◆ **Data supplied**:
------------------------------------------------------------

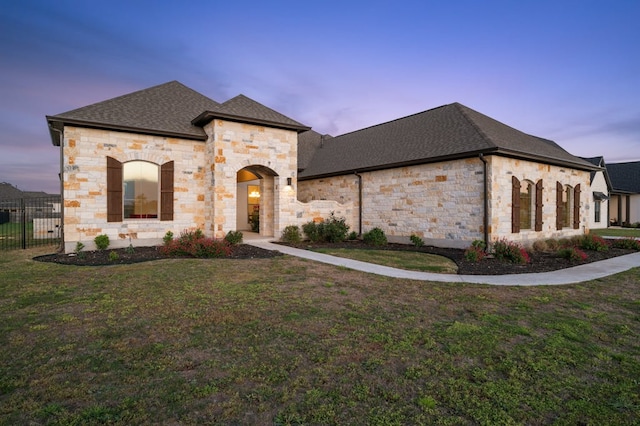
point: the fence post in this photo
(24, 223)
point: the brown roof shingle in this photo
(166, 109)
(447, 132)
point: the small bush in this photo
(552, 245)
(627, 243)
(474, 254)
(101, 241)
(312, 231)
(540, 246)
(572, 254)
(593, 242)
(375, 237)
(234, 237)
(195, 244)
(335, 229)
(332, 229)
(416, 240)
(291, 234)
(168, 237)
(509, 251)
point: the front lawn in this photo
(409, 260)
(288, 341)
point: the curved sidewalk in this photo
(576, 274)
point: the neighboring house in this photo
(168, 159)
(600, 190)
(624, 205)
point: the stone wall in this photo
(85, 185)
(439, 202)
(501, 171)
(443, 202)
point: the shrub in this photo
(168, 237)
(552, 245)
(416, 240)
(335, 229)
(627, 243)
(572, 254)
(375, 237)
(510, 252)
(474, 254)
(291, 234)
(540, 246)
(593, 242)
(101, 241)
(195, 244)
(332, 229)
(233, 237)
(312, 231)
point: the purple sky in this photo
(561, 69)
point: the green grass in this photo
(617, 232)
(291, 341)
(413, 261)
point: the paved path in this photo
(576, 274)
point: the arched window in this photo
(567, 206)
(526, 205)
(141, 191)
(527, 197)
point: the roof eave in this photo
(207, 116)
(471, 154)
(59, 123)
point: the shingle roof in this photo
(308, 143)
(245, 110)
(447, 132)
(625, 177)
(166, 109)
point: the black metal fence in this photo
(30, 222)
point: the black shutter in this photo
(539, 206)
(515, 205)
(166, 191)
(576, 207)
(114, 190)
(558, 206)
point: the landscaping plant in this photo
(101, 242)
(375, 237)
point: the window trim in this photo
(115, 193)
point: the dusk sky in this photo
(562, 70)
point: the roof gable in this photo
(166, 109)
(625, 177)
(447, 132)
(246, 110)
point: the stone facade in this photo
(501, 170)
(443, 202)
(85, 185)
(205, 182)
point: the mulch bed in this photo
(540, 262)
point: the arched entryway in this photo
(255, 200)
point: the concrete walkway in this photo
(576, 274)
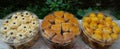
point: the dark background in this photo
(43, 7)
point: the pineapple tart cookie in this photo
(60, 27)
(19, 28)
(101, 28)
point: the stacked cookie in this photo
(60, 27)
(20, 28)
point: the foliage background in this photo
(44, 7)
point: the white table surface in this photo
(79, 44)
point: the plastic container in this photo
(99, 37)
(54, 27)
(20, 29)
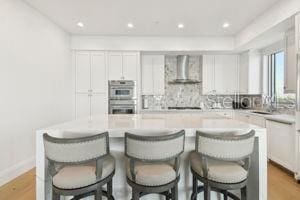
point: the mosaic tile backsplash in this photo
(190, 95)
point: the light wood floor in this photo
(281, 186)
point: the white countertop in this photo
(117, 124)
(284, 118)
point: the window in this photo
(276, 64)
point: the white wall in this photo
(152, 43)
(269, 19)
(35, 83)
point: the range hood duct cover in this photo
(183, 71)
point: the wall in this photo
(269, 19)
(152, 43)
(35, 83)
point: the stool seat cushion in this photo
(77, 176)
(152, 174)
(219, 171)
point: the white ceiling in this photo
(110, 17)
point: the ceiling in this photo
(152, 17)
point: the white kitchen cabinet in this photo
(208, 71)
(91, 83)
(130, 66)
(83, 65)
(99, 104)
(257, 120)
(123, 65)
(290, 70)
(153, 75)
(220, 74)
(297, 35)
(82, 103)
(281, 143)
(115, 66)
(88, 104)
(91, 75)
(226, 73)
(99, 82)
(249, 76)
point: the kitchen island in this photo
(116, 125)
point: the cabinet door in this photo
(258, 121)
(83, 72)
(159, 75)
(98, 73)
(130, 64)
(147, 75)
(208, 74)
(243, 73)
(281, 144)
(219, 74)
(82, 105)
(115, 66)
(290, 63)
(99, 104)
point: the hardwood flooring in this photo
(281, 186)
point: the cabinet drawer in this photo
(258, 121)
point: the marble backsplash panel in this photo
(183, 95)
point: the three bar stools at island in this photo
(80, 167)
(221, 162)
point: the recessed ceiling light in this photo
(130, 25)
(226, 25)
(80, 24)
(180, 25)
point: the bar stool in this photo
(79, 167)
(221, 162)
(153, 162)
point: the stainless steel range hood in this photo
(183, 71)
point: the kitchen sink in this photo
(262, 112)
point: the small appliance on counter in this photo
(122, 97)
(240, 104)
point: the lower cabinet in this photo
(282, 144)
(90, 104)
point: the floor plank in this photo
(281, 186)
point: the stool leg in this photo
(109, 190)
(98, 195)
(195, 186)
(55, 196)
(175, 192)
(244, 193)
(206, 191)
(135, 195)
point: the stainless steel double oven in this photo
(122, 97)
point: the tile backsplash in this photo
(190, 95)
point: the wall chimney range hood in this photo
(183, 71)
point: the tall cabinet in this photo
(220, 74)
(153, 75)
(90, 83)
(123, 65)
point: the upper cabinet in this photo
(297, 28)
(220, 74)
(153, 75)
(249, 76)
(91, 72)
(123, 65)
(290, 70)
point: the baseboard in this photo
(16, 170)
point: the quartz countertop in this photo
(116, 124)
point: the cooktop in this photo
(184, 108)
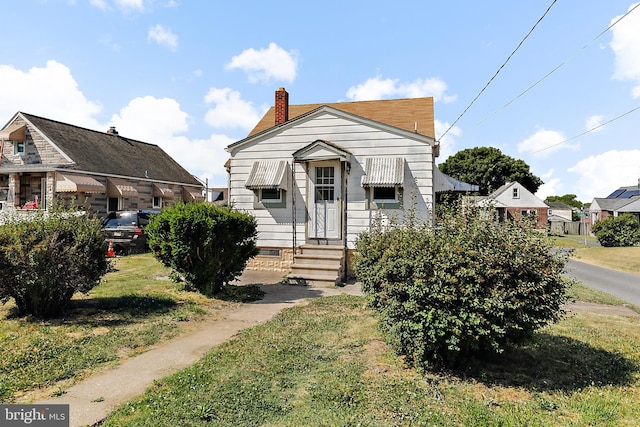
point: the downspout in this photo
(293, 207)
(345, 249)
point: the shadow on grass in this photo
(112, 311)
(554, 363)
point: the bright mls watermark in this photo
(34, 415)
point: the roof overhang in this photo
(120, 188)
(321, 150)
(383, 172)
(444, 182)
(72, 183)
(14, 132)
(268, 175)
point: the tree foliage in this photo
(567, 199)
(46, 259)
(622, 230)
(489, 168)
(471, 288)
(205, 245)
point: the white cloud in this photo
(51, 92)
(163, 37)
(600, 174)
(266, 64)
(594, 122)
(230, 111)
(379, 88)
(625, 44)
(161, 122)
(544, 142)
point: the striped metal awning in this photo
(160, 190)
(268, 175)
(120, 188)
(73, 183)
(14, 132)
(383, 172)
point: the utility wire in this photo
(583, 133)
(571, 57)
(499, 69)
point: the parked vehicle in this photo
(125, 229)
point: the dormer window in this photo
(18, 148)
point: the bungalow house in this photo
(42, 160)
(317, 175)
(514, 201)
(623, 200)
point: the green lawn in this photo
(325, 364)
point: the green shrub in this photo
(205, 245)
(47, 258)
(622, 230)
(470, 289)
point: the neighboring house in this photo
(514, 201)
(623, 200)
(317, 175)
(42, 160)
(560, 210)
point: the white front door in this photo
(324, 203)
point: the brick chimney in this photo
(282, 106)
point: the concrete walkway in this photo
(92, 399)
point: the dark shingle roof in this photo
(103, 153)
(402, 113)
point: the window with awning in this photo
(120, 188)
(383, 172)
(75, 183)
(270, 175)
(160, 190)
(14, 132)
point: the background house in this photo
(42, 159)
(317, 175)
(622, 200)
(514, 201)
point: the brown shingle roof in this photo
(102, 153)
(401, 113)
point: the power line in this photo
(571, 57)
(583, 133)
(499, 69)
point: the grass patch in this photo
(325, 363)
(625, 259)
(134, 308)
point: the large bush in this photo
(205, 245)
(622, 230)
(47, 258)
(471, 288)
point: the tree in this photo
(207, 246)
(622, 230)
(46, 259)
(489, 168)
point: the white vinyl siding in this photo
(275, 225)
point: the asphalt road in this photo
(622, 285)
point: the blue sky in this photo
(195, 76)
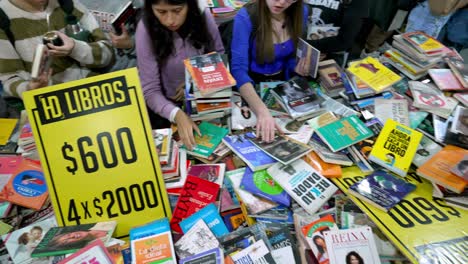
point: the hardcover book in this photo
(152, 243)
(94, 252)
(351, 245)
(197, 240)
(382, 189)
(344, 132)
(195, 194)
(282, 149)
(209, 73)
(374, 73)
(395, 147)
(305, 185)
(211, 136)
(253, 156)
(69, 239)
(26, 186)
(211, 216)
(437, 169)
(261, 184)
(212, 256)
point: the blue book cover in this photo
(382, 189)
(261, 184)
(212, 256)
(254, 157)
(211, 216)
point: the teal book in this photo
(344, 133)
(211, 136)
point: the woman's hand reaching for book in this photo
(186, 126)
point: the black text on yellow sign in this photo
(97, 151)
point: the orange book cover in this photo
(27, 186)
(437, 169)
(209, 73)
(326, 169)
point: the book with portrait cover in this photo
(438, 168)
(209, 73)
(195, 194)
(253, 156)
(152, 243)
(374, 73)
(69, 239)
(260, 183)
(282, 149)
(94, 252)
(304, 184)
(382, 189)
(344, 132)
(211, 136)
(395, 147)
(26, 186)
(351, 245)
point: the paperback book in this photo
(395, 147)
(305, 185)
(382, 189)
(344, 133)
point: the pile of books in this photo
(208, 87)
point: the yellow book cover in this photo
(7, 125)
(374, 73)
(395, 147)
(424, 228)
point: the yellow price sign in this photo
(97, 151)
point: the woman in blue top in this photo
(263, 48)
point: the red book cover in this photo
(26, 186)
(196, 194)
(209, 73)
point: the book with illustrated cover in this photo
(308, 56)
(260, 183)
(209, 73)
(211, 136)
(374, 73)
(20, 243)
(438, 168)
(313, 233)
(126, 16)
(253, 156)
(344, 132)
(395, 147)
(282, 149)
(297, 97)
(253, 204)
(152, 243)
(195, 194)
(197, 239)
(445, 80)
(26, 186)
(211, 216)
(422, 42)
(305, 185)
(212, 256)
(69, 239)
(348, 245)
(382, 189)
(396, 109)
(94, 252)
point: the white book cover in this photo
(304, 184)
(396, 109)
(354, 245)
(197, 240)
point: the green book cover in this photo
(344, 132)
(211, 136)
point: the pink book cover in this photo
(445, 79)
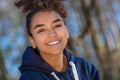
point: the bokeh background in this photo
(94, 28)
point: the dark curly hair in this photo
(31, 7)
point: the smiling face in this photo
(49, 33)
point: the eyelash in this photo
(57, 26)
(41, 30)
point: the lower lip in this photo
(55, 44)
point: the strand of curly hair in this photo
(41, 5)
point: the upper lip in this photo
(53, 41)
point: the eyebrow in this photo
(40, 25)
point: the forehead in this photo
(45, 17)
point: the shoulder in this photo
(32, 75)
(87, 67)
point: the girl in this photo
(48, 59)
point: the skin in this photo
(49, 35)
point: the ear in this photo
(32, 42)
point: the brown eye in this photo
(57, 26)
(41, 30)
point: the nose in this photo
(52, 32)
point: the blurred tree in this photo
(3, 71)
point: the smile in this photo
(53, 43)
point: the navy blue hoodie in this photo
(33, 67)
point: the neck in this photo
(57, 62)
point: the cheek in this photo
(39, 40)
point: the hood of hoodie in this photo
(32, 60)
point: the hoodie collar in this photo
(32, 60)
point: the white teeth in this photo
(53, 43)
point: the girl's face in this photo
(49, 33)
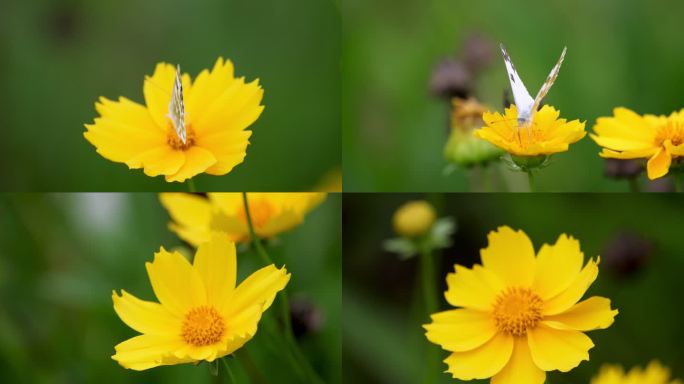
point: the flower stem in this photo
(284, 302)
(678, 182)
(231, 378)
(191, 185)
(530, 180)
(429, 285)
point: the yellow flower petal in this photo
(520, 368)
(147, 351)
(474, 289)
(557, 266)
(145, 316)
(574, 292)
(460, 330)
(659, 164)
(208, 86)
(260, 287)
(215, 263)
(590, 314)
(562, 350)
(510, 255)
(483, 362)
(197, 160)
(191, 215)
(229, 149)
(157, 90)
(175, 282)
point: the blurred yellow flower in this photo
(546, 135)
(520, 315)
(414, 218)
(627, 135)
(655, 373)
(217, 110)
(201, 314)
(196, 218)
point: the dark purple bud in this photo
(626, 253)
(451, 78)
(622, 169)
(306, 318)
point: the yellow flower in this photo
(546, 135)
(653, 374)
(218, 109)
(195, 218)
(414, 218)
(201, 314)
(520, 315)
(627, 135)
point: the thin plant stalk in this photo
(229, 371)
(429, 288)
(191, 185)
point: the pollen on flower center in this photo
(260, 211)
(202, 326)
(516, 310)
(175, 142)
(673, 130)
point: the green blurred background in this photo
(57, 57)
(639, 239)
(61, 255)
(620, 53)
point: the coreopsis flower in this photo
(654, 373)
(196, 218)
(201, 314)
(519, 315)
(463, 148)
(185, 128)
(628, 135)
(547, 133)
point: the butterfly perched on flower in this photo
(526, 105)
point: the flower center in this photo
(261, 212)
(673, 131)
(202, 326)
(516, 310)
(175, 142)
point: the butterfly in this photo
(526, 105)
(177, 108)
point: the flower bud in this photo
(414, 219)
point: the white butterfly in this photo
(177, 108)
(526, 105)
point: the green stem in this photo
(530, 179)
(191, 185)
(231, 378)
(634, 184)
(429, 285)
(678, 182)
(284, 302)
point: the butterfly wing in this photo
(177, 108)
(549, 82)
(522, 98)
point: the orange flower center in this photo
(202, 326)
(673, 131)
(175, 142)
(516, 310)
(261, 212)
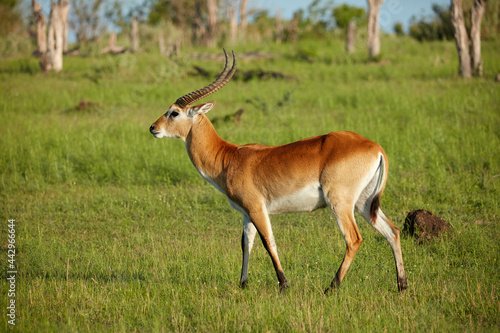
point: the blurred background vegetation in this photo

------------------------------------------------------------

◆ **The problem**: Output the span from the line with "point: the blurred tree in this photo" through the last line of the data, inclusive and exact, and omit every picture.

◆ **Worked answer**:
point: the blurred tree in this photo
(3, 71)
point: the smile in this photo
(53, 43)
point: the navy blue hoodie in this photo
(33, 67)
point: the neck in this photo
(57, 62)
point: the cheek in this photo
(39, 40)
point: the hood of hoodie in this photo
(32, 60)
point: the hoodie collar in this photo
(32, 60)
point: the white teeth in this photo
(53, 43)
point: the girl's face in this photo
(49, 33)
point: the flower stem in this photo
(284, 302)
(678, 182)
(231, 378)
(191, 185)
(530, 180)
(429, 285)
point: the yellow flower petal in this photo
(520, 368)
(147, 351)
(474, 289)
(557, 266)
(145, 316)
(574, 292)
(460, 330)
(659, 164)
(208, 86)
(260, 287)
(215, 263)
(590, 314)
(562, 350)
(510, 255)
(483, 362)
(197, 160)
(191, 215)
(229, 149)
(157, 90)
(175, 282)
point: the blurred yellow flower in this photo
(546, 135)
(520, 315)
(414, 218)
(627, 135)
(655, 373)
(217, 110)
(201, 314)
(196, 218)
point: the dark purple bud in this photo
(626, 253)
(451, 78)
(622, 169)
(306, 318)
point: the yellow flower in this photo
(546, 135)
(653, 374)
(218, 109)
(195, 218)
(414, 218)
(201, 314)
(520, 315)
(627, 135)
point: the thin plant stalk in this photo
(229, 371)
(429, 288)
(191, 185)
point: the pollen on flower center in this photo
(260, 211)
(202, 326)
(516, 310)
(175, 142)
(673, 130)
point: the green blurred background in this photo
(57, 57)
(639, 239)
(61, 255)
(620, 53)
point: the coreopsis flower in this photo
(654, 373)
(196, 218)
(201, 314)
(519, 315)
(463, 148)
(185, 128)
(628, 135)
(547, 133)
point: the butterfly perched on flower in this photo
(526, 105)
point: the flower center in this photo
(261, 212)
(673, 131)
(202, 326)
(516, 310)
(175, 142)
point: the butterfly in this photo
(526, 105)
(177, 108)
point: the flower bud in this photo
(414, 219)
point: the white butterfly in this photo
(177, 108)
(526, 105)
point: the green stem in this photo
(530, 179)
(191, 185)
(231, 378)
(634, 184)
(429, 285)
(678, 182)
(284, 302)
point: the butterfly wing in this photo
(177, 108)
(549, 82)
(522, 98)
point: the orange flower center in this photo
(202, 326)
(673, 131)
(175, 142)
(516, 310)
(261, 212)
point: the blurred background vegetation in this photo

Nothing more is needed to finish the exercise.